>> START

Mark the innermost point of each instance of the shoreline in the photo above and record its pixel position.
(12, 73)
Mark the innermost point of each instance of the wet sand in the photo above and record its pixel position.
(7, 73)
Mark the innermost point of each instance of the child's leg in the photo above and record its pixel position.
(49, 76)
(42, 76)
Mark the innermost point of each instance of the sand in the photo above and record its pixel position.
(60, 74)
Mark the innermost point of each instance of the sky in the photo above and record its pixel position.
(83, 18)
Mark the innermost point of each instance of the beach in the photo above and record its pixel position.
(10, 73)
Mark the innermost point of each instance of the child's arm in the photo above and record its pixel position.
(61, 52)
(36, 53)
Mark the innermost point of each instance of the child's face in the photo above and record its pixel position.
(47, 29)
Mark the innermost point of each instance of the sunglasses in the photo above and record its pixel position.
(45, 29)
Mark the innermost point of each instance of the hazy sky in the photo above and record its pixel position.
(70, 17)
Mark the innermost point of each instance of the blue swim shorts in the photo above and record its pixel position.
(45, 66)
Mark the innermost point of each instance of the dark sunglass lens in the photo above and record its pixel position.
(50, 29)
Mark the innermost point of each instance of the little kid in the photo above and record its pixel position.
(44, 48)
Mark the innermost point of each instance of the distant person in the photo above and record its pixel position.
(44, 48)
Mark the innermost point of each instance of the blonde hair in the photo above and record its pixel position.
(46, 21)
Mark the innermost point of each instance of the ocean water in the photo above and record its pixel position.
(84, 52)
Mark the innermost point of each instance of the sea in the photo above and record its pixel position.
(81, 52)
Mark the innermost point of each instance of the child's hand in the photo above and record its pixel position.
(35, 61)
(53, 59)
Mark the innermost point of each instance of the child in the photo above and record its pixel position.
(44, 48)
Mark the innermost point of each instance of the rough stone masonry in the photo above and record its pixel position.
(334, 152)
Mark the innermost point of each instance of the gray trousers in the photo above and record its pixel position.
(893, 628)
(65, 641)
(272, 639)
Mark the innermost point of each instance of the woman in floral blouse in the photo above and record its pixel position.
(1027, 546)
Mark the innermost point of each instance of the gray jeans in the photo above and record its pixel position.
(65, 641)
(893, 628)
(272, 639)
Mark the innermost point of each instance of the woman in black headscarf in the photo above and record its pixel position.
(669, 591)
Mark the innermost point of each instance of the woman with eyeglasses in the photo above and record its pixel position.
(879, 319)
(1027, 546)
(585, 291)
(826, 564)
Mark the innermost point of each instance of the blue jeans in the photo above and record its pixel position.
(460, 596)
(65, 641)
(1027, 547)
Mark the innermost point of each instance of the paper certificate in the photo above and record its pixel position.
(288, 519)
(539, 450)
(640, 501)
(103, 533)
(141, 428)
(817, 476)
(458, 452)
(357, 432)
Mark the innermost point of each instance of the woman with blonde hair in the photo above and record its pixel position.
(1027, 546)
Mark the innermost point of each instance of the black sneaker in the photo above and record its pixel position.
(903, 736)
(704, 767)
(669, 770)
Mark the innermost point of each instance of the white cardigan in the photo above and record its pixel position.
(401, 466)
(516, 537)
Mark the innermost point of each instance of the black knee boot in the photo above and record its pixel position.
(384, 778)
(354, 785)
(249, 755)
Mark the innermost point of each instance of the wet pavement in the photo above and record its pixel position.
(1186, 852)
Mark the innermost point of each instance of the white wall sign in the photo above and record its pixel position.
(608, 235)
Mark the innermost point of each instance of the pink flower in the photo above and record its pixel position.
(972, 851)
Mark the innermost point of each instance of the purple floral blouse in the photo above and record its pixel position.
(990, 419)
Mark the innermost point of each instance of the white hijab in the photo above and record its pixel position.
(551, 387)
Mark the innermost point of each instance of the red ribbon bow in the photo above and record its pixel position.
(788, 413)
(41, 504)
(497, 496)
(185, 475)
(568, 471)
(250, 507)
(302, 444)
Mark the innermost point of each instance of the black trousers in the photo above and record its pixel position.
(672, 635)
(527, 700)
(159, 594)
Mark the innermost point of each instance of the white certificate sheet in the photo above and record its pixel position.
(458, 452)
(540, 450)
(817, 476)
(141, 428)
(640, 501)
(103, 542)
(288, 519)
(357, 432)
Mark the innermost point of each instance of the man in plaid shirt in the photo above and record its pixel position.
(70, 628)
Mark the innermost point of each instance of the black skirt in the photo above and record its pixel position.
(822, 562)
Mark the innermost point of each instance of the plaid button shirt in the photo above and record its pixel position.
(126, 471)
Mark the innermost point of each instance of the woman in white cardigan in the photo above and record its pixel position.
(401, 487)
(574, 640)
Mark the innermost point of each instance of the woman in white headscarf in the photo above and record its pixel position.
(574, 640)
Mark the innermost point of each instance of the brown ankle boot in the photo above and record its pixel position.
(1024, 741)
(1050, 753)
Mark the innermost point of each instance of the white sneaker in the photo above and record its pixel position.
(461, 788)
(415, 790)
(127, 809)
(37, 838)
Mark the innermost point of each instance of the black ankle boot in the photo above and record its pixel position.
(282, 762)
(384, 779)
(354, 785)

>> END

- _Your goal_
Reproduce the records verbatim, starting at the line that contains "Mark the innermost point of each instance of the gray trousers" and ending at the line that contains "(1027, 547)", both included.

- _Answer_
Mark the innermost point of each instance of the gray trousers in the photo above and record its pixel position.
(893, 628)
(65, 641)
(272, 639)
Mark the innermost point of each instance of the woman in floral blouse in the photo above and record its pixel position.
(1027, 546)
Mark the innermost point of each instance of the gray jeans in the photo above and record its pixel position.
(65, 641)
(893, 628)
(272, 639)
Mark the innermost point of each instance of the woman in black headscarf in the photo above and record its pixel position.
(669, 591)
Mark the innermost point of each instance of the woman with eyeglasses in the photo above and record its pixel position.
(879, 319)
(1027, 546)
(585, 291)
(826, 564)
Mark the innermost point of each instance of the blue jeans in the photo above and record its pixel position.
(460, 596)
(65, 641)
(1027, 547)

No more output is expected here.